**Estratto del testo**

Un dolore da morire

di | 4 Novembre 2011

La chiamavano “nevralgia dei suicidi”: perché il dolore della nevralgia del trigemino è talmente insopportabile che chi ne era affetto, in epoche in cui non erano ancora a disposizione terapie efficaci e nemmeno farmaci antidolorifici, preferiva togliersi la vita che continuare a soffrirne.

Non è una malattia infrequente quanto si possa credere, e non ne sono stati immuni personaggi celebri: Giulio Cesare, pare, Carlo Magno, Galileo Galilei. In tempi più recenti, Cassius Clay; ma in quel caso ci piace pensare che la responsabilità fosse dei cazzottoni che si era preso in faccia, e non di altro. Una nevralgia meno nobile, insomma, a misura di chi pratica la cosiddetta nobile arte.

Perché ne parlo? Perché é accaduto anche a me, di recente: per colpa di una carie penetrante di cui non mi ero accorto fino all’insorgenza, appunto, di una nevralgia del trigemino. E quindi, ancora, perché ne parlo? Perché in questo post avevo parlato del dolore e dei suoi motivi, sforzandomi di astrarre l’universale dal particolare. Ma avevo fatto i conti senza l’oste, ossia senza mai aver provato il padre di tutti i dolori. Adesso che ho ottenuto questo privilegio, la mia comprensione del problema si è allargata. Esistono dolori, in natura, talmente spoporzionati che l’unico pensiero possibile in quei momenti è il seguente: per quanti peccati io possa aver commesso nella vita non esiste colpa che giustifichi un castigo del genere. Cioè: la sofferenza è talmente enorme da essere completamente spoporzionata rispetto a qualunque altro dolore uno possa aver provato nella vita. E’ un dolore talmente enorme, talmente concentrato, talmente puro, talmente resistente a qualunque antidolorifico, talmente privo di senso e di giustificazione che se ce l’avesse qualcun altro sarebbe interessante contemplarlo da un punto di vista puramente scientifico. Invece riesci solo a piangere, quando arriva l’attacco acuto, e a desiderare che qualcuno ti strappi i denti e già che c’è anche la mascella; e per fortuna hai portato con te gli occhiali da sole, così nessuno per strada se ne accorge.

E con il tempo, quando la sofferenza non è che diventi più sopportabile, che è impossibile, ma almeno ne hai esplorato in lungo e in largo estensione e possibilità e dunque la vigliacca non può più coglierti di sorpresa, scopri che il dolore ti sublima, ti trasporta in un universo parallelo dove non esiste altro che te stesso e il dolore; e che per liberarti del dolore, appunto, saresti disposto a rinunciare persino a te stesso.

Adesso, che ho curato il dente e dovrò accendere un mutuo per pagare il mio dentista, tutto sembra passato: il dolore sordo che avverto ancora adesso dove avevo la radice marcia mi sembra quasi consolante, il regalo di un Dio misericordioso. Insomma, quando si dice la relatività dei punti di vista.

**Esercizio**
Riscrivi il passo del testo sulla nevralgia del trigemino compreso tra "E con il tempo, quando" e "a te stesso.", estremi inclusi, sostituendo "universo parallelo" con "mondo parallelo".

**Dati di partenza**
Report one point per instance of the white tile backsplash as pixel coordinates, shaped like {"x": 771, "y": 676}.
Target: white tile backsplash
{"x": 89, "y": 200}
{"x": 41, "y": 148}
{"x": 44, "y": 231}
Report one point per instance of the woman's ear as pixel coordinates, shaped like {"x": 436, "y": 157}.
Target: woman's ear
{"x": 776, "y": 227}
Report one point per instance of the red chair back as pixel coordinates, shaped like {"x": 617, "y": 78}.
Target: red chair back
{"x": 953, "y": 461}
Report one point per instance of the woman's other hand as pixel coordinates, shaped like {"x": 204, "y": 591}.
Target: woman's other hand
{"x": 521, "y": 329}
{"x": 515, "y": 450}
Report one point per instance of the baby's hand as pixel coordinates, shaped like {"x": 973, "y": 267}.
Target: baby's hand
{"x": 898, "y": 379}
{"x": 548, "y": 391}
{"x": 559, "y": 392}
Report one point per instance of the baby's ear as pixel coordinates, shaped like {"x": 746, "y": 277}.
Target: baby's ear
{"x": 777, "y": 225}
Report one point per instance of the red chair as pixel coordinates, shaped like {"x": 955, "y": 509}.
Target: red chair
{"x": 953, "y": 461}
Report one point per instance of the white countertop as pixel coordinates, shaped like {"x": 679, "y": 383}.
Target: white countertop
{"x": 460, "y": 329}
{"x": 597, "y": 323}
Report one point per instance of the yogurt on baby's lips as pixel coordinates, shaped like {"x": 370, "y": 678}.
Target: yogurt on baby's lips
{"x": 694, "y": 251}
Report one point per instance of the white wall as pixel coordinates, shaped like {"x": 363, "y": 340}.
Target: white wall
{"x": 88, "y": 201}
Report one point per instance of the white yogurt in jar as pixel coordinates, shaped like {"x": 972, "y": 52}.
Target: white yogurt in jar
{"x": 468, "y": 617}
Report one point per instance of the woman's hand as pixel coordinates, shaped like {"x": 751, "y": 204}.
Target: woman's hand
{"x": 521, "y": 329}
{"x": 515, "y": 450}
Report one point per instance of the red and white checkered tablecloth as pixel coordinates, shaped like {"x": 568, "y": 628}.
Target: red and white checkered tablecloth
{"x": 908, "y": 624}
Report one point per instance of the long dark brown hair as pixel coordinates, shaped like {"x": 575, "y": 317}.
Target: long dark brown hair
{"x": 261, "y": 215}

**Soluzione**
E con il tempo, quando la sofferenza non è che diventi più sopportabile, che è impossibile, ma almeno ne hai esplorato in lungo e in largo estensione e possibilità e dunque la vigliacca non può più coglierti di sorpresa, scopri che il dolore ti sublima, ti trasporta in un mondo parallelo dove non esiste altro che te stesso e il dolore; e che per liberarti del dolore, appunto, saresti disposto a rinunciare persino a te stesso.